Page extract »
• • • •
The endpoint returns a dictionary containing three keys, the predicted class of dirtiness, probability or dirtiness associated, and the activation map path that contains the path to an heatmap map which measures the level of dirtiness of an ingested image.

• Decision Process Pipeline - The purpose of this endpoint is to establish the decision process of the project. This endpoint consists in a POST request, providing on the body an image file on one of the formats jpg, jpeg, or png.

The endpoint returns an array with n dictionaries, containing the overall data about each car detected on the image, being n the number of cars detected. The referred data includes the dirty class predicted and the correspondent probability, path to the activation map path, recommended washing program, brand model prediction and the correspondent probability, the bounding box, and lastly the timestamp of the process. The overall data is also posted on a MongoDB database.

• Dashboard - to facilitate the use of our AI-based models, we decided to build an interactive dashboard that allows the end-user to test and interact with our algorithms (via the Eyewash API). The dashboard has five different modes/tabs:
  • Main - this tab contains visual examples of a clean and dirty car on different photographs, and video that shows our dirtiness algorithm working in real-time.
  • Car Detection - this tab allows the user to interact with the “Car Detection Model” and visualize the outputs of this module.
  • Dirtiness Level Detection - this tab allows the user to interact with the “Dirtiness Level Detection Model” and visualize the outputs of this module.
  • Car Model Detection - this tab allows the user to interact with the “Car Model Detection Model” and visualize the outputs of this module.
  • Decision Process Pipeline - this tab allows the user to interact with the whole decision process pipeline algorithm.

• MongoDB Database - as previously mentioned, at the end of the decision process endpoint, the overall data resulting from the AI-based models is stored in a single MongoDB collection, thus establishing a Database to the process. The choice fell on this NoSQL database once the overall data is returned on dictionaries from the AI-based models, a data structure similar to a JSON file, which is the base object of this mapped based database. Another point is this database capability of being fully managed in a cloud service.
• • • •
[Stored data]

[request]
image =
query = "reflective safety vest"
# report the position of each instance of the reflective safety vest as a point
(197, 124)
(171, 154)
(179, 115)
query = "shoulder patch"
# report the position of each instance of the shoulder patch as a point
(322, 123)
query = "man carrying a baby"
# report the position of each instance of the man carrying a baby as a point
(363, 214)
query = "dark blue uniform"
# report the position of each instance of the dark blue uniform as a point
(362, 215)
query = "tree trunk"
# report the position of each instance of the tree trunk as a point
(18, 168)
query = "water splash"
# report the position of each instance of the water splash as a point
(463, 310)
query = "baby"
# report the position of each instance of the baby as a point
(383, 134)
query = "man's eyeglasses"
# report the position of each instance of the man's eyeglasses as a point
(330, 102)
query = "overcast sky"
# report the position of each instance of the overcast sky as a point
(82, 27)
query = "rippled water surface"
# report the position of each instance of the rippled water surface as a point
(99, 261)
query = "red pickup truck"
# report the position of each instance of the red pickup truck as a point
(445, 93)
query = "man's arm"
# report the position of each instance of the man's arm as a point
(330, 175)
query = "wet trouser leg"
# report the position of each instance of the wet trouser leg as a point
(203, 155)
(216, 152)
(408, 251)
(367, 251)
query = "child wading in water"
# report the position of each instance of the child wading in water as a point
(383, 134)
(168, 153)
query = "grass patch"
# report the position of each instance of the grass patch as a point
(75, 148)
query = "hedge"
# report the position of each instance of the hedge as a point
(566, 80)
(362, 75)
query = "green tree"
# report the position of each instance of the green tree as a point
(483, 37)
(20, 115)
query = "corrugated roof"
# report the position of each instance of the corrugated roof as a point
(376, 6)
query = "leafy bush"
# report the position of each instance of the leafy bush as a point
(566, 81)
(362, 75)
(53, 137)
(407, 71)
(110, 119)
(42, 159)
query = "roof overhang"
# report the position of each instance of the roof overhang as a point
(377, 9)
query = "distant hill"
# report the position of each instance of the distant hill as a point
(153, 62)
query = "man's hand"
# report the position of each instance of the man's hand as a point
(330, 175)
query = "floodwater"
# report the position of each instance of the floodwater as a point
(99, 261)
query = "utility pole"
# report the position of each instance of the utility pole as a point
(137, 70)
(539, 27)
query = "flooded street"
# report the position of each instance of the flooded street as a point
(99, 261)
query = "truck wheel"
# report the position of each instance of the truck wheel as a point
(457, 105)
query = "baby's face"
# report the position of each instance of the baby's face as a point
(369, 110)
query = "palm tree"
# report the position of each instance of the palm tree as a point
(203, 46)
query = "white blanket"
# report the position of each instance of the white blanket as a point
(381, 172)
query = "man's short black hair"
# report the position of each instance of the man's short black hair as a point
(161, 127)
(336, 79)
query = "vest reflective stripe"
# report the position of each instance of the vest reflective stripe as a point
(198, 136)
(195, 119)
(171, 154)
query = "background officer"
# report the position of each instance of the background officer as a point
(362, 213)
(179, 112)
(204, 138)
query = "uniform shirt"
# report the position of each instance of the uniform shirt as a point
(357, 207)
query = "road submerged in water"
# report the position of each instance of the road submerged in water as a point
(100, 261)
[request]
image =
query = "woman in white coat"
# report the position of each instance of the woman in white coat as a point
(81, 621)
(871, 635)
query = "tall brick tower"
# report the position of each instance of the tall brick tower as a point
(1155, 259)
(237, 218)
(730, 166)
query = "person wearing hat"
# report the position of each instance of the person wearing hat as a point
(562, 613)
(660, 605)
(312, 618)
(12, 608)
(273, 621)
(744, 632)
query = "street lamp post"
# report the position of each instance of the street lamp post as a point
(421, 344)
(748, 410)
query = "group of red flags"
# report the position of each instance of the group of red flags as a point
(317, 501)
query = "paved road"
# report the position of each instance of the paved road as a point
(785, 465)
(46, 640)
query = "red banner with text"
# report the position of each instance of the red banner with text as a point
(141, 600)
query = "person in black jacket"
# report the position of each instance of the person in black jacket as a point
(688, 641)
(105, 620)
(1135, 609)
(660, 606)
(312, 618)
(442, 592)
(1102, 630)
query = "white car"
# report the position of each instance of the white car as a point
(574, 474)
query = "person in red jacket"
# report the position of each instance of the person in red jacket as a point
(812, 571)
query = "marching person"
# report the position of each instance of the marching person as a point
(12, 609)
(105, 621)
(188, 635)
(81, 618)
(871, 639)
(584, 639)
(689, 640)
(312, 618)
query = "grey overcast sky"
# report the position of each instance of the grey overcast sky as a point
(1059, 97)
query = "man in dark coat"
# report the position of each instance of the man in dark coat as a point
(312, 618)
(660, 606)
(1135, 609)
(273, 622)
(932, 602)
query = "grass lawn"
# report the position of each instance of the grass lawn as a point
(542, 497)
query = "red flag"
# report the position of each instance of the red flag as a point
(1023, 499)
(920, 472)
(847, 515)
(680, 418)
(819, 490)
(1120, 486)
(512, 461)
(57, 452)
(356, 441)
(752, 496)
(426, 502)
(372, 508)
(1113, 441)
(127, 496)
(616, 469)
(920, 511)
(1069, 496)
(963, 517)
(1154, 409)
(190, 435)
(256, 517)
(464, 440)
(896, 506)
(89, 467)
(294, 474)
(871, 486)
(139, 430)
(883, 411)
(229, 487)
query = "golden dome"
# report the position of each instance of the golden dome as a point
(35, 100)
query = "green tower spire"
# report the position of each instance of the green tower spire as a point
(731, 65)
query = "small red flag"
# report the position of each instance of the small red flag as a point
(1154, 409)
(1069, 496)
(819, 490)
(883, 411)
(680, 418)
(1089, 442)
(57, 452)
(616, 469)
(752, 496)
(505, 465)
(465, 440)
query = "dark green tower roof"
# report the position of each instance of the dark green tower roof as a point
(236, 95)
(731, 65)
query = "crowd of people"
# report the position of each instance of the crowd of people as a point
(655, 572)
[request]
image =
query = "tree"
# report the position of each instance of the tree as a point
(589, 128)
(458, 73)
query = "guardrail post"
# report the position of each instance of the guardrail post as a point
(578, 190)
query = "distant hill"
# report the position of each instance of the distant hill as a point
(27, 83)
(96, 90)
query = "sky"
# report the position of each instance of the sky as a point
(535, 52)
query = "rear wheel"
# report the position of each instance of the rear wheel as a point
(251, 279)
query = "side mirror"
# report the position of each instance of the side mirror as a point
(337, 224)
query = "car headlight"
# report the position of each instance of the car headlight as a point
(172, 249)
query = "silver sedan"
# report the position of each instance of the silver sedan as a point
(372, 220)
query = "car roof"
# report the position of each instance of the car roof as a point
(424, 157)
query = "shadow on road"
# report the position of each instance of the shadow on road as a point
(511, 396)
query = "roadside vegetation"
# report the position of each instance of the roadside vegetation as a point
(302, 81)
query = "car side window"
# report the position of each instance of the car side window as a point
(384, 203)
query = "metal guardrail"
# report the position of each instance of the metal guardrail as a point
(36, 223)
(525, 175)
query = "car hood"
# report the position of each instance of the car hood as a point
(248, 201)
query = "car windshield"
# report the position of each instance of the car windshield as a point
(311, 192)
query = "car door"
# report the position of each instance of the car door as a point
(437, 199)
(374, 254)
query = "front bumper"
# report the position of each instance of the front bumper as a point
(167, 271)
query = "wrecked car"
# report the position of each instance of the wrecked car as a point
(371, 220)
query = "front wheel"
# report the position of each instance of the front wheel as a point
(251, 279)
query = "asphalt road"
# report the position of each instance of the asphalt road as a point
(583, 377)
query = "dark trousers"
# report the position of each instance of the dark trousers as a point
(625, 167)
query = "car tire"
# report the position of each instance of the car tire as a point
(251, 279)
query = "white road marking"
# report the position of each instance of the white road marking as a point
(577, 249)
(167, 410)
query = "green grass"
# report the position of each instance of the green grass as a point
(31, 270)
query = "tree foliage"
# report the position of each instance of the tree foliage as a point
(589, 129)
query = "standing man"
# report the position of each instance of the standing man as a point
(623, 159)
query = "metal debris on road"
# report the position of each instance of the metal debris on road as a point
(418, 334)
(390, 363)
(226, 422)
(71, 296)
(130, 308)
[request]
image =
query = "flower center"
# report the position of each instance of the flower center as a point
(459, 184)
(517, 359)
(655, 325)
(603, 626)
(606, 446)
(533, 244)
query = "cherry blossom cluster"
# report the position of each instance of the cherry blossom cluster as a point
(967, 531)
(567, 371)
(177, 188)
• • • •
Given exercise A »
According to the Eyewash project description, why was a MongoDB database chosen to store the overall data?
Given exercise B »
Name every tab of the dashboard in the Eyewash project description.
Given exercise C »
Resume the Eyewash project description after its last sentence.

Exercise response A »
The AI-based models return their data as dictionaries, a structure similar to a JSON file, which is the base object of this map-based NoSQL database. The database can also be fully managed in a cloud service.

Exercise response B »
Main, Car Detection, Dirtiness Level Detection, Car Model Detection, and Decision Process Pipeline.

Exercise response C »
• Repository - the repository has the following structure:

  • “app” - this directory contains all the files related to the development of the APIs for our AI-based models;
  • “car_model_classifier” - this directory contains all the files related to the “Car Model Detection” AI model, including data processing files, model training files and model inference files;
  • “clean_dirty_cars_classifier” - this directory contains all the files related to the “Dirtiness Level Detection” AI model, including data processing files, model training files, model inference files and heatmap (GradCAM) generation files;
  • “dashboard” - this directory contains all the development files related to the Streamlit dashboard that we developed for the final demo;
  • “detect_cars” - this directory contains all the files related to the “Car Detection” AI model, including data (i.e., images), data processing files, model training files and model inference files;
  • “eyewash-terraform” - this directory contains all the Terraform files necessary to build a virtual machine (VM) at the DigitalOcean [6] cloud service with the minimum requirements to deploy our demo application;
  • “mongodb” - this directory contains a sub-directory “database” that acts has the storage path for the MongoDB Database we built for this demo application;
  • “shared” - this directory works as a shared directory between all the Docker containers that compose our demo application, including the “tmp” sub-directory that allows us to write and read temporary files that may be created during the usage of the dashboard and the APIs.

5. Technologic prerequisites

What kind of technological tools are needed for the solution (what Galp needs to validate the functionality of the deliverable), all the tools used should be free of charges to enable Galp to evaluate, if some tools aren't available the project will be disqualified.

The final solution was deployed using Docker containers, to guarantee reproducibility between different systems and to facilitate cloud deployment. We recommend having a free Weights&Bias account to track model training.

The deployment instructions are available here.

Regarding the computational infrastructure, we refer the jury to the characteristics of the Virtual Machine we built at the DigitalOcean platform, using Terraform:

• Operating System (OS): Ubuntu 18.04 (LTS) x64
• RAM: 8GB
• Storage: 160 GB

6. Used data sets

What data sets are used and where they can be picked (attention to EULA and legal use about the data, ilegal data set will be disqualified)

There are two use cases which required the build and gathering of different data sets:

• Dirtiness Level Detection - to build an artificial intelligence model able to detect dirtiness, we created a web-scraper that searched for the terms “dirty car; dusty car; carro sujo; carro com poeira”. This in-house data set has 145 images with cars with different dirtiness levels and 500 random car images from Stanford cars dataset.
• Car Model Detection - to build an artificial intelligence model to detect car brands and models, we used the Stanford Cars Dataset [7]. This data set contains 16,185 images of 196 classes of cars, which are typically at the level of Make, Model, Year ( e.g. 2012 Tesla Model S or 2012 BMW M3 coupe). This data set first appeared in the paper “3D Object Representations for Fine-Grained Categorization” by Jonathan Krause, Michael Stark, Jia Deng, Li Fei-Fei [8].

7. How the solution can be used

A manualized application of the final product with use examples.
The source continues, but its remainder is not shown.